§ **ESTRATTO DELLA PAGINA**:

The New Urban Success: How Culture Pays?
La cultura possiede la naturale capacità di esternare benefici intrinseci come aprire le nostre menti a nuove esperienze emotive arricchendo la nostra vita; ma offre anche benefici estrinseci, risultando sempre più un catalizzatore per il cambiamento positivo e la crescita di intere aree urbane. Il paper ARXIV 2018 della Cambridge University ci spiega perché.
Rubrica di ricerca in collaborazione con Fondazione Cassa di Risparmio di Cuneo
Gli “economisti urbani”, ormai da tempo hanno avanzato l'idea che le città culturalmente interessanti e stimolanti, tendono ad attrarre "la classe creativa" e, di conseguenza, finiscono per avere (in media) un miglior successo economico. Tuttavia non è ancora ben chiaro come le dinamiche economiche e culturali si influenzino reciprocamente. Dopotutto è il “settore cultura” stesso ad essere complesso, articolato, sfumato e di difficile definizione. Al contrario, questa particolare relazione tra le due dinamiche di “capitale”, è stato ampiamente studiato nel caso di individui singoli, immersi in una società di riferimento. Per decenni, il sociologo francese Pierre Bourdieu ha dimostrato che il successo delle persone e le loro posizioni nella società dipendono principalmente da quanto possono spendere (il loro capitale economico) e quali sono i loro interessi (il loro capitale culturale).

§ **ESERCIZI DA SVOLGERE**:
1. Secondo l'estratto, da che cosa dipendono principalmente il successo delle persone e la loro posizione nella società, come ha dimostrato Pierre Bourdieu?
2. Raccogli tutte le righe dei record in cui compare la parola "field".

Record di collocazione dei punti
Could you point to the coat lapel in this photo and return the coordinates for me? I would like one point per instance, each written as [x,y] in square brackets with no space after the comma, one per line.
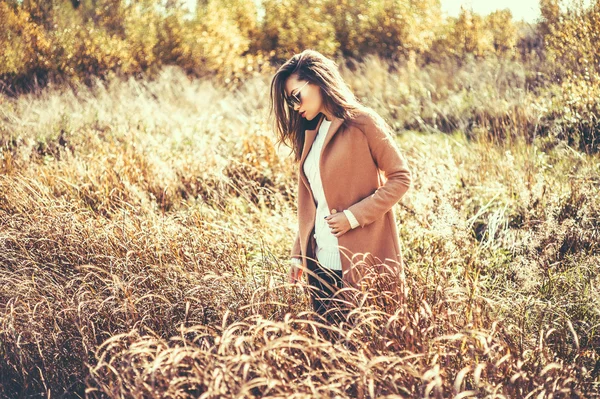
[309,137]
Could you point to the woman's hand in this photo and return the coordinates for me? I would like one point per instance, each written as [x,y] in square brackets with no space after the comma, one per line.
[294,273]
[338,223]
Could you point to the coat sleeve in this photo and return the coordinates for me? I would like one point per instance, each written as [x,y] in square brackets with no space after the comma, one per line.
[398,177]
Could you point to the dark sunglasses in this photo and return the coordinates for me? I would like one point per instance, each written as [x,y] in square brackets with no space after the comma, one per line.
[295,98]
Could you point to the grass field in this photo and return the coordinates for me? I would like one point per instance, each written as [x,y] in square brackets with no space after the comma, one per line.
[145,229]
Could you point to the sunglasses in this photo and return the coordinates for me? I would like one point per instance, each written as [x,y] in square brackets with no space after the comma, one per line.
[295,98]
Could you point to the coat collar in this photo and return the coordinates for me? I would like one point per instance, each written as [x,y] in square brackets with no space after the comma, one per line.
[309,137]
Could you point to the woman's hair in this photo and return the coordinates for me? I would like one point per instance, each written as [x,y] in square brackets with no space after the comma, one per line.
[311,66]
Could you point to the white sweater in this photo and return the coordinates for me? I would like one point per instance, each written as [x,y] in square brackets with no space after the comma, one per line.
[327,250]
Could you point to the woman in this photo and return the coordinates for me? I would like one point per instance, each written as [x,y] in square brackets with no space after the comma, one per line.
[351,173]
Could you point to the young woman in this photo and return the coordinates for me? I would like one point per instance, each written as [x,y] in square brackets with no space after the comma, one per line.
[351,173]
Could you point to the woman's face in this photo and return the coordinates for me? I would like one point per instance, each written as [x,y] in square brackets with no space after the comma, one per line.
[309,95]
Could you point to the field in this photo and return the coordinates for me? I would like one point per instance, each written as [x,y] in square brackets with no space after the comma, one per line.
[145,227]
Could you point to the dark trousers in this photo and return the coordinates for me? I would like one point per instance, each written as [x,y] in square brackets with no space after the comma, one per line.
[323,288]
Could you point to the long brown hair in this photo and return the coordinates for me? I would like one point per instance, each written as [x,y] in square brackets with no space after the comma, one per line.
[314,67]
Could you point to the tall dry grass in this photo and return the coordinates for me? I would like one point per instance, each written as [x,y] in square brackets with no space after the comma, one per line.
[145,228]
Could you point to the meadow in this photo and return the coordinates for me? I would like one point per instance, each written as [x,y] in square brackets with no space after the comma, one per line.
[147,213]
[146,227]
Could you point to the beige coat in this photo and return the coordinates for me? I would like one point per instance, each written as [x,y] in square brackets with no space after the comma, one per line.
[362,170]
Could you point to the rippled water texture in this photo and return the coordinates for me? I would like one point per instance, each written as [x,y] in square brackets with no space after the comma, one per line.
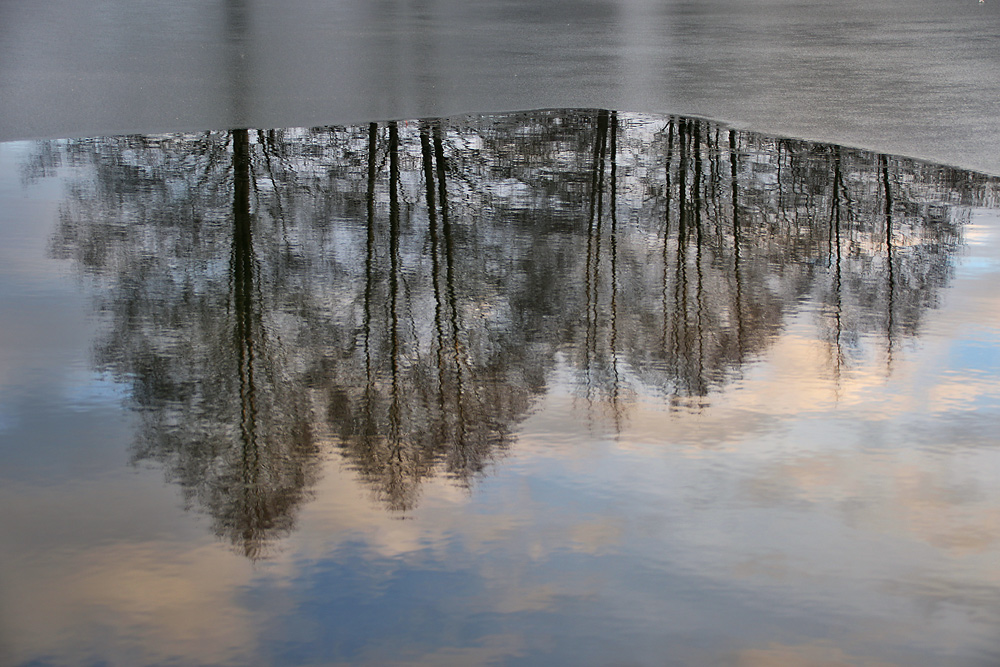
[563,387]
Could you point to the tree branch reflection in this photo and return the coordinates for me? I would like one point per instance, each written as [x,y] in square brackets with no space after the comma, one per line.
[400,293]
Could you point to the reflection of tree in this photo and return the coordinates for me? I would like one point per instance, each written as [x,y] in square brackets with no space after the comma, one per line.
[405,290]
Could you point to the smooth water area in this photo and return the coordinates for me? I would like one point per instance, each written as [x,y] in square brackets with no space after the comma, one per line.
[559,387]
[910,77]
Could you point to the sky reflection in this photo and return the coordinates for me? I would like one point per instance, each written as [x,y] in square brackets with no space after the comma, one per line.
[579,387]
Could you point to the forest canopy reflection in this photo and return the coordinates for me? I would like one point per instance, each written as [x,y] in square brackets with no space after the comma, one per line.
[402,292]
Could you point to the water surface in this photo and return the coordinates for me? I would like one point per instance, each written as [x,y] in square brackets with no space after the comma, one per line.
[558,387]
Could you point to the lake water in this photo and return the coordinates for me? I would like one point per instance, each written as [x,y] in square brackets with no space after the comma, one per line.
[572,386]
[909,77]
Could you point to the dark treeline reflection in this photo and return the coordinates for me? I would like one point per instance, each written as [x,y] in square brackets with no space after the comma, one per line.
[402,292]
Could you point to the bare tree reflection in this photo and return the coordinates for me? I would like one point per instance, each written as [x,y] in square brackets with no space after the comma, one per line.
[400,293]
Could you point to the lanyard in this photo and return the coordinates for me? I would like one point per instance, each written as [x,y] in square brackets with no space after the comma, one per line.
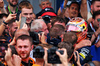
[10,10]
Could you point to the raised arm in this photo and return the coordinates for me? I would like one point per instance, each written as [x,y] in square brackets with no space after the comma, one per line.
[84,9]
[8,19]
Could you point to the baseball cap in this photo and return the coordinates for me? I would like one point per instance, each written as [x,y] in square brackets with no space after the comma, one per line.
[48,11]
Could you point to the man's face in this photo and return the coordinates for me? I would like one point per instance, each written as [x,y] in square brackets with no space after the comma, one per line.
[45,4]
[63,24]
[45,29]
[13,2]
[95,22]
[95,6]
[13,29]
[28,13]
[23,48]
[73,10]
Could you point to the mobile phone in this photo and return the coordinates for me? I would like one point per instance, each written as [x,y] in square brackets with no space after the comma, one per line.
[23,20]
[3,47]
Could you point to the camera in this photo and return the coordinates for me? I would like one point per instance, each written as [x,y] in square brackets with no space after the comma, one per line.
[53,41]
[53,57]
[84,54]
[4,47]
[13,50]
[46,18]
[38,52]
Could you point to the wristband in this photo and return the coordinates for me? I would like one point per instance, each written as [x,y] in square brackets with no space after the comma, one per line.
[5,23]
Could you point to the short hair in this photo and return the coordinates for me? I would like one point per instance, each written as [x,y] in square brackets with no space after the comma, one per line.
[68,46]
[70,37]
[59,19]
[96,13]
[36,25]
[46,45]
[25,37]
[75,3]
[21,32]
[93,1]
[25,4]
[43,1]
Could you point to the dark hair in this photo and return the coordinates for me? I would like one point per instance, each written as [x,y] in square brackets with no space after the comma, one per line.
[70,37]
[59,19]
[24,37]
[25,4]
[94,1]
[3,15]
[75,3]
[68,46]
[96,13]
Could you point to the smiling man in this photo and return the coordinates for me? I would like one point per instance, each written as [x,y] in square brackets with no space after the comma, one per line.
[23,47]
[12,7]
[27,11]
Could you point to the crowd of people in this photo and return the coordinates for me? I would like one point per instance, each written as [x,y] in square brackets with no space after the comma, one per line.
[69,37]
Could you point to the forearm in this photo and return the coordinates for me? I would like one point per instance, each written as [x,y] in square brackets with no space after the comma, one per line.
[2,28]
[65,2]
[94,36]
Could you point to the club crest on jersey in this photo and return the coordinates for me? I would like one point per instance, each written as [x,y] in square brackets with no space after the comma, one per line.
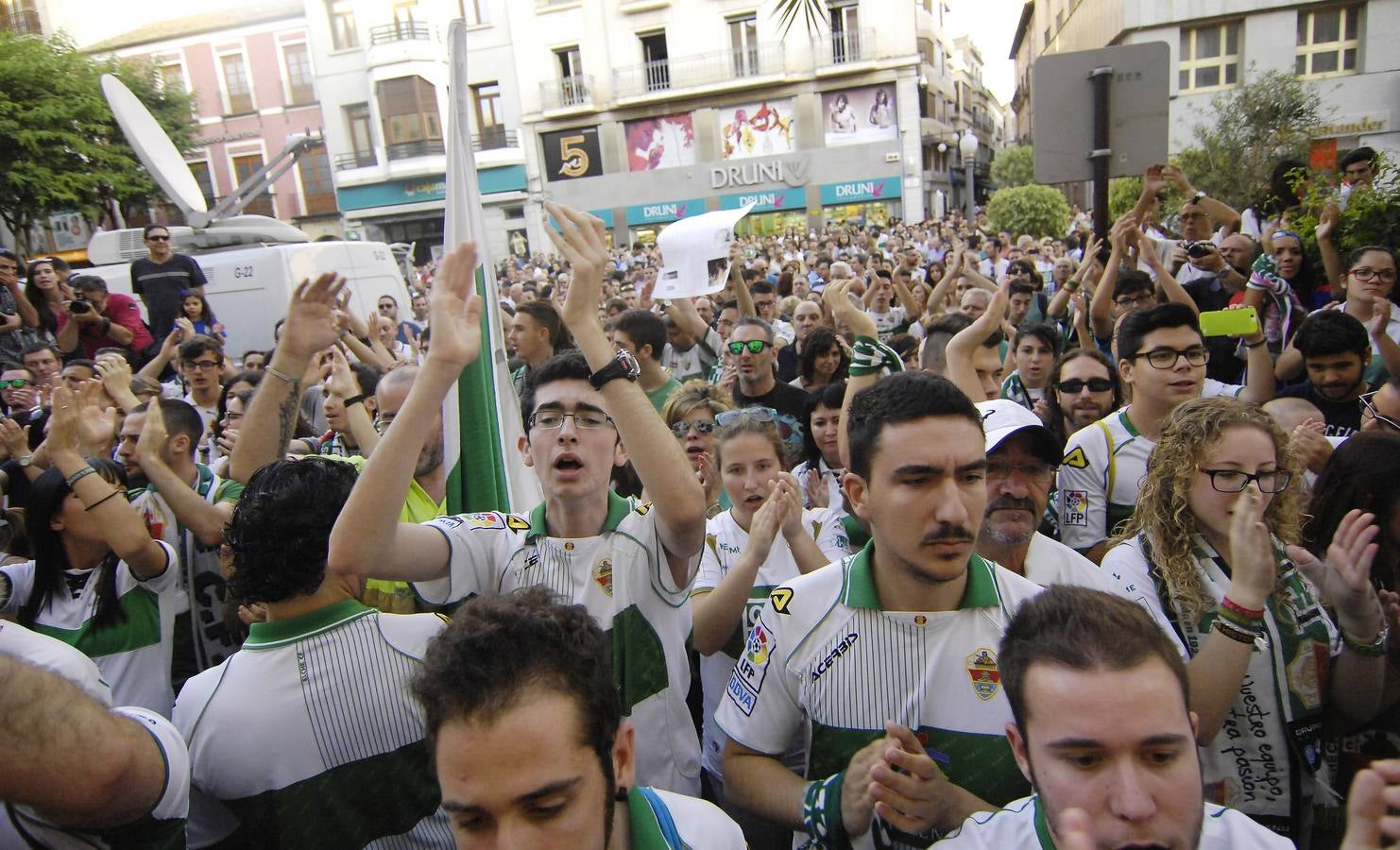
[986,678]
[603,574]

§ **RISPOSTE SCRITTE**:
1. Da quanto possono spendere (il loro capitale economico) e da quali sono i loro interessi (il loro capitale culturale).

2.
Could you point to the grass field in this photo and return the coordinates for me? I would like one point per instance, each written as [x,y] in square brackets with no space after the comma, one per line.
Could you point to the field in this photo and return the coordinates for me? I would like one point per instance, each written as [x,y] in square brackets with no space after the comma, one per line.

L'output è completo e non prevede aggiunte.